Work instructions -
Word for word, restate the records that come next, omitting the images.

Exercise input -
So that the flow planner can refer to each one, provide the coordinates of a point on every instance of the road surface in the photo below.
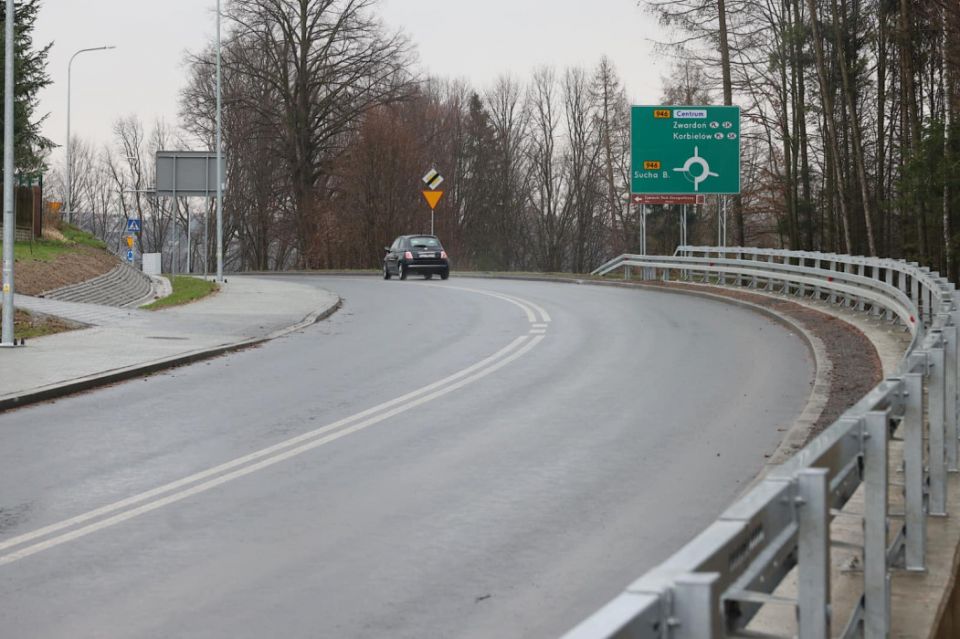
(470, 458)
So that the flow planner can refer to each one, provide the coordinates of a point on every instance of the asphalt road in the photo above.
(470, 458)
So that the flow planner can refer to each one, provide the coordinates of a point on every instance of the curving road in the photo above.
(470, 458)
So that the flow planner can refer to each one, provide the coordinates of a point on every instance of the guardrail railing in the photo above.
(716, 584)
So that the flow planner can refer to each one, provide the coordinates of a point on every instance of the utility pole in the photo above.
(219, 158)
(9, 222)
(69, 211)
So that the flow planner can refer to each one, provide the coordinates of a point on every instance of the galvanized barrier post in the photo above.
(876, 581)
(888, 280)
(813, 538)
(861, 271)
(816, 289)
(950, 417)
(936, 398)
(833, 294)
(696, 607)
(916, 521)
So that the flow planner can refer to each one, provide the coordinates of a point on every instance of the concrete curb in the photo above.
(106, 378)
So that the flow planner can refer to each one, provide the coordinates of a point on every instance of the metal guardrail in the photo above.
(715, 585)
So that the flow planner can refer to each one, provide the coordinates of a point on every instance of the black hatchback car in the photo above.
(420, 254)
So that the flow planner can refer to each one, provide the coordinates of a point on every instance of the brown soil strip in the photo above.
(856, 365)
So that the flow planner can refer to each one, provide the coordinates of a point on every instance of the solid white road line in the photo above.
(265, 463)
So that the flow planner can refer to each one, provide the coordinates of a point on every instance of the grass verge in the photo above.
(29, 326)
(47, 250)
(77, 236)
(185, 290)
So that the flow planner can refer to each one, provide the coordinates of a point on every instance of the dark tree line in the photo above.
(852, 106)
(850, 137)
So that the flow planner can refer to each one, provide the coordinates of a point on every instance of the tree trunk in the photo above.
(839, 22)
(830, 123)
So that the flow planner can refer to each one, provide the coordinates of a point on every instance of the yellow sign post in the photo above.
(432, 179)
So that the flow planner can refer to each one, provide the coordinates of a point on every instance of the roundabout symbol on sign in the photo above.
(704, 166)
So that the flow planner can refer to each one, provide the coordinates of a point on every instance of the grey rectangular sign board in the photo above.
(189, 173)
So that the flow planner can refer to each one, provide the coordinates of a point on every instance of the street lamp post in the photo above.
(219, 159)
(9, 222)
(69, 211)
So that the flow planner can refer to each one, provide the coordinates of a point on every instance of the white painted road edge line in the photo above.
(240, 461)
(265, 463)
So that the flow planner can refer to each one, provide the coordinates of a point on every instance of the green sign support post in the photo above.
(685, 150)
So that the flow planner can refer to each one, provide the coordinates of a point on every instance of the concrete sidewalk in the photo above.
(123, 343)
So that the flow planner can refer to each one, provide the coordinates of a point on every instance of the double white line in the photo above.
(36, 541)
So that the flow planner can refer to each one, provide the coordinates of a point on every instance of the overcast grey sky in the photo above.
(473, 40)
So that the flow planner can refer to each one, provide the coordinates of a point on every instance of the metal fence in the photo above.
(716, 584)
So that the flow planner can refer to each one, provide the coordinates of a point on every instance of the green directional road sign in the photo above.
(690, 150)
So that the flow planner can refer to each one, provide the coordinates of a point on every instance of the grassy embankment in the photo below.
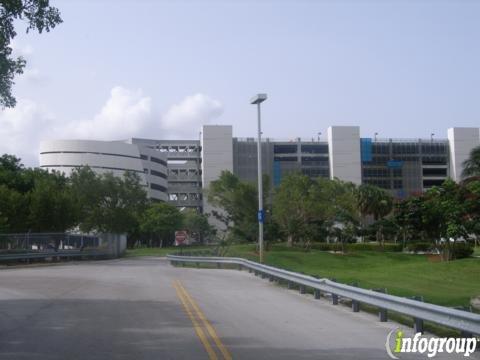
(445, 283)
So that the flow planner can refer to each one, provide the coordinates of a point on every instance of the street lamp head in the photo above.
(257, 99)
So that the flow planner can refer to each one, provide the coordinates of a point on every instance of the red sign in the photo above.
(180, 237)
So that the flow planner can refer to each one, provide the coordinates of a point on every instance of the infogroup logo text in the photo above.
(430, 346)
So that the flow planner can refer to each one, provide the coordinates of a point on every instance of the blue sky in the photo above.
(162, 68)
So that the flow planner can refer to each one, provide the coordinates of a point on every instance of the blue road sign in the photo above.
(261, 216)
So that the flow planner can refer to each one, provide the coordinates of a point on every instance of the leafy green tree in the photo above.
(108, 203)
(197, 225)
(239, 203)
(293, 206)
(372, 200)
(160, 221)
(338, 208)
(39, 16)
(471, 166)
(445, 212)
(52, 207)
(13, 210)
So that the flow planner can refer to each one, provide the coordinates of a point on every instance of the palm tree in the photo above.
(372, 200)
(471, 166)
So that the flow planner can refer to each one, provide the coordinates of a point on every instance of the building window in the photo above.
(285, 149)
(158, 187)
(158, 161)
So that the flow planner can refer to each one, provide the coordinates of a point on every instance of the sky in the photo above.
(160, 69)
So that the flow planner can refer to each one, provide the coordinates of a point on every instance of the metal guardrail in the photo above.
(468, 323)
(48, 254)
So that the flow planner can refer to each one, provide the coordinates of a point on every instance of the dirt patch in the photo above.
(475, 302)
(434, 257)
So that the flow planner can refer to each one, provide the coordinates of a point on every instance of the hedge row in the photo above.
(357, 247)
(460, 250)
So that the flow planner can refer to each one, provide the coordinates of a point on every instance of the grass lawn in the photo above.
(159, 251)
(476, 251)
(444, 283)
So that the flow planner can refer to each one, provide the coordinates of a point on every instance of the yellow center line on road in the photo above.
(208, 326)
(198, 329)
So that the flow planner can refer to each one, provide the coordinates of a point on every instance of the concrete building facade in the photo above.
(180, 171)
(108, 156)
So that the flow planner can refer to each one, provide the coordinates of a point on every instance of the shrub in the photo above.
(420, 247)
(462, 250)
(357, 247)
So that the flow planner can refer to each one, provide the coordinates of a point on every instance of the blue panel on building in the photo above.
(394, 164)
(277, 173)
(366, 149)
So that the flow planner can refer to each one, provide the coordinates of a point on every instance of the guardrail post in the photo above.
(334, 299)
(382, 313)
(418, 323)
(355, 303)
(334, 296)
(465, 334)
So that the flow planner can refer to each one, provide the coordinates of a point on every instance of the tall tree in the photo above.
(52, 207)
(372, 200)
(39, 16)
(239, 203)
(160, 221)
(197, 225)
(471, 166)
(293, 206)
(106, 202)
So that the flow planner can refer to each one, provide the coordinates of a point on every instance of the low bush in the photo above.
(462, 251)
(357, 247)
(420, 247)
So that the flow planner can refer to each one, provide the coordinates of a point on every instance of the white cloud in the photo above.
(22, 127)
(31, 74)
(186, 117)
(25, 50)
(125, 114)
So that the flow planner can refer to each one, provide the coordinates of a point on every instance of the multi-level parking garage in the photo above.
(108, 156)
(179, 171)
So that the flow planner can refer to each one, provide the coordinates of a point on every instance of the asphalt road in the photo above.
(143, 308)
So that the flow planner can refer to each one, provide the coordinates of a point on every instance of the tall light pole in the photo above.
(257, 100)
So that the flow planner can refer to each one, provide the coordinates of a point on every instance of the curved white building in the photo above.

Solution for this task -
So that the flow planner can refer to each one, provide the coordinates of a point on every instance of the road surface in the photo below.
(470, 458)
So that the flow planner can refer to each one, provide the coordinates of a point on every instance of the asphalt road in the photo above.
(470, 458)
So that the flow planner can refer to each one, provide the coordinates of a point on every instance of the curving road in the photo above.
(470, 458)
So that the flow planner can refer to each one, provide the coordinates of a point on every instance of the guardrail railing in the photo above.
(716, 584)
So that the flow planner can refer to each one, provide the coordinates of a point on every instance of the utility pole in the photo above.
(219, 158)
(9, 222)
(69, 211)
So that the flow planner can refer to each one, provide the coordinates of a point on every instance of the galvanized barrier post in the photo above.
(876, 581)
(888, 280)
(813, 538)
(861, 271)
(816, 289)
(950, 417)
(936, 398)
(833, 294)
(696, 607)
(916, 521)
So that the flow planner can refer to each one, provide the coordinates of a point on every instance of the concrete curb in the photo above.
(106, 378)
So that the flow planner can refer to each one, provide the coordinates of a point on every instance of the metal guardrail in the photo above.
(715, 585)
So that the flow planner can refer to each one, provide the coordinates of a point on every instance of the black hatchback car in the photo above.
(420, 254)
So that the flow planner can refer to each one, provide the coordinates of a point on every instance of the brown soil strip in the photo above.
(856, 365)
So that the flow planner can refer to each one, provide the coordinates of a point on every instance of the solid white road line in the photo above.
(265, 463)
So that the flow planner can refer to each one, provide the coordinates of a point on every instance of the grass verge in the photo above.
(29, 326)
(47, 250)
(77, 236)
(185, 290)
So that the flow planner can refer to each one, provide the coordinates of a point on every instance of the dark tree line in the photo above.
(852, 106)
(850, 137)
So that the flow planner can refer to each one, provide the coordinates of a point on every instance of the tree trunk in the photo above.
(839, 22)
(830, 123)
So that the flow planner can refer to each one, provide the coordinates of a point on every instance of the yellow sign post in the photo above.
(432, 179)
So that the flow planner can refer to each one, provide the coordinates of a point on every instance of the roundabout symbol on sign in the photo above.
(704, 166)
So that the flow planner can refer to each one, provide the coordinates of a point on every instance of the grey rectangular sign board in the photo above.
(189, 173)
So that the flow planner can refer to each one, provide the coordinates of a point on every instance of the street lamp post in the photo above.
(219, 159)
(9, 222)
(69, 211)
So that the flow planner can refer to each one, provide the coordinates of a point on every instance of the white painted road edge line in the photo above.
(240, 461)
(265, 463)
So that the flow planner can refer to each one, provide the coordinates of a point on every instance of the green sign support post in the photo above.
(685, 150)
So that the flow planner can refer to each one, provide the coordinates of a point on every instance of the concrete sidewalk in the photo above.
(123, 343)
So that the flow planner can refer to each one, provide the coordinates of a point on every instance of the double white line in the photo above.
(36, 541)
So that the flow planner can refer to each one, provide the coordinates of a point on every instance of the overcast grey sky in the photo above.
(473, 40)
So that the flow planner can refer to each one, provide the coordinates of a point on every instance of the metal fence in the photo above.
(716, 584)
So that the flow planner can refer to each one, provide the coordinates of a point on every instance of the green directional road sign in the photo above.
(690, 150)
So that the flow planner can refer to each one, provide the coordinates of a point on every instance of the grassy embankment in the photo below.
(445, 283)
So that the flow planner can refer to each one, provide the coordinates of a point on every instance of the street lamp head in the photo above.
(257, 99)
So that the flow planner can refer to each one, provide the coordinates of a point on every instance of the red sign in the photo above.
(180, 237)
So that the flow planner can refer to each one, provide the coordinates of a point on every instance of the infogroup logo text in the photo above.
(430, 346)
So that the flow planner can refer to each one, provide the coordinates of a point on every instance of the blue sky in the photo above.
(162, 68)
So that the flow planner can refer to each one, provide the coordinates of a point on every instance of the blue road sign in the photo above.
(261, 216)
So that the flow planner can refer to each one, provide the coordinates of a point on every instance of the leafy green tree in the photo above.
(108, 203)
(197, 225)
(239, 203)
(293, 206)
(372, 200)
(160, 221)
(338, 208)
(39, 16)
(471, 166)
(445, 212)
(52, 207)
(13, 210)
So that the flow planner can refer to each one, provide the coordinates of a point on every instance of the palm tree in the photo above.
(372, 200)
(471, 166)
So that the flow planner can refer to each one, provide the coordinates of a point on every instance of the building window in the photo above.
(285, 149)
(158, 187)
(158, 161)
So that the flow planner can refer to each one, provide the coordinates of a point on every instance of the sky in the photo above.
(160, 69)
So that the flow planner can refer to each one, provide the coordinates of a point on every instance of the metal guardrail in the photo above.
(468, 323)
(48, 254)
So that the flow planner can refer to each one, provide the coordinates of a point on every instance of the dirt patch in the photo above.
(475, 302)
(434, 257)
So that the flow planner can refer to each one, provide the coordinates of a point on every instance of the hedge row in the photo above.
(357, 247)
(460, 250)
So that the flow planner can refer to each one, provide the coordinates of a point on every instance of the grass lawn in the photo above.
(159, 251)
(476, 251)
(444, 283)
So that the flow planner can refer to each one, provide the coordinates of a point on every instance of the yellow center line on road in the photo above.
(208, 326)
(198, 329)
So that the flow planner can refer to each one, provide the coordinates of a point on every instance of the concrete building facade in the photo above.
(180, 171)
(108, 156)
So that the flow planner can refer to each one, provide the coordinates of a point on every instance of the shrub in the photo above.
(420, 247)
(462, 250)
(357, 247)
So that the flow planner can refer to each one, provide the coordinates of a point on every instance of the blue panel on building in the photo above.
(394, 164)
(277, 173)
(366, 149)
So that the flow planner can refer to each one, provide the coordinates of a point on every instance of the guardrail post in the photo above.
(334, 299)
(382, 313)
(418, 323)
(355, 303)
(334, 296)
(465, 334)
So that the flow planner can refer to each one, provide the coordinates of a point on every instance of the tall tree in the photo above.
(52, 207)
(372, 200)
(39, 16)
(239, 203)
(160, 221)
(197, 225)
(471, 166)
(293, 206)
(106, 202)
So that the flow planner can refer to each one, provide the coordinates of a point on every instance of the low bush in the photo above.
(462, 251)
(357, 247)
(420, 247)
So that the flow planner can refer to each one, provide the coordinates of a point on every instance of the white cloud in the photo above.
(22, 127)
(31, 74)
(186, 117)
(25, 50)
(125, 114)
So that the flow planner can refer to each one, provide the coordinates of a point on every instance of the multi-level parking garage in the photo above.
(108, 156)
(179, 171)
So that the flow planner can refer to each one, provide the coordinates of a point on every instance of the asphalt road in the photo above.
(143, 308)
So that the flow planner can refer to each one, provide the coordinates of a point on every instance of the tall light pole in the photo above.
(257, 100)
So that the flow planner can refer to each one, provide the coordinates of a point on every instance of the curved white building in the photo above.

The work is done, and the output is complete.